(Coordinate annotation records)
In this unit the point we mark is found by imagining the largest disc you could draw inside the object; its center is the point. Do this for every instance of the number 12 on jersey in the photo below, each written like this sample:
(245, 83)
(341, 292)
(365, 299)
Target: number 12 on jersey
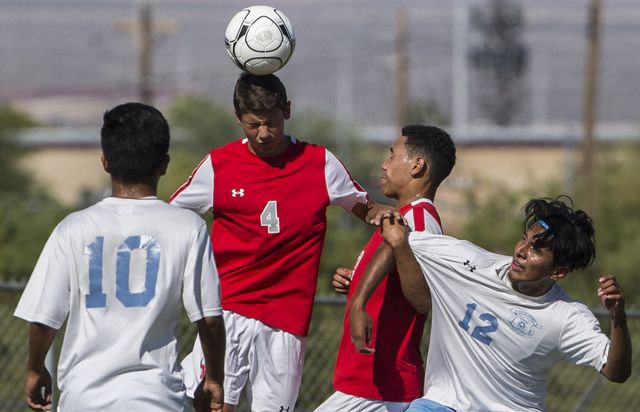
(479, 332)
(269, 217)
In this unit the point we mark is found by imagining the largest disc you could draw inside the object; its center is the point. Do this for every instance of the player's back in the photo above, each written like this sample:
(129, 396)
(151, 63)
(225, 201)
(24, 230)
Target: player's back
(129, 262)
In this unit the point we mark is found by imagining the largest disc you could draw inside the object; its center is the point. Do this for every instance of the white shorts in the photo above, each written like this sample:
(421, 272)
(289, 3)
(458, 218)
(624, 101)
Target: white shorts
(268, 358)
(343, 402)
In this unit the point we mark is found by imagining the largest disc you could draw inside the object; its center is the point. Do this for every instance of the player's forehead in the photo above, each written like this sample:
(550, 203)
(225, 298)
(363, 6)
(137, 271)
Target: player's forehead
(398, 145)
(266, 116)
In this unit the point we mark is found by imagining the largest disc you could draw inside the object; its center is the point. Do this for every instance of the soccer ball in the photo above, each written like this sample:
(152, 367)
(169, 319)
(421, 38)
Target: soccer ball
(260, 40)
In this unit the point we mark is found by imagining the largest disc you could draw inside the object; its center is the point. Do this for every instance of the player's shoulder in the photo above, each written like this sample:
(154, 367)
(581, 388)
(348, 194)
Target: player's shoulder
(231, 147)
(447, 246)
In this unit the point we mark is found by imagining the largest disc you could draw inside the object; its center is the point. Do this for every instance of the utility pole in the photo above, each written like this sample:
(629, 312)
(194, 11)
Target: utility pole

**EXERCISE TASK:** Copy out, word for word, the lines of the material above from the line containing "of the utility" down through the end of the material.

**RESPONSE TO THE EXERCISE:**
In this unit the point we mark is found by imagining the largest disc you could draw inside the object; its center is the point. Do this for every instance of the utility pole in the photo above, each written like this sample:
(629, 312)
(194, 11)
Target: utility pole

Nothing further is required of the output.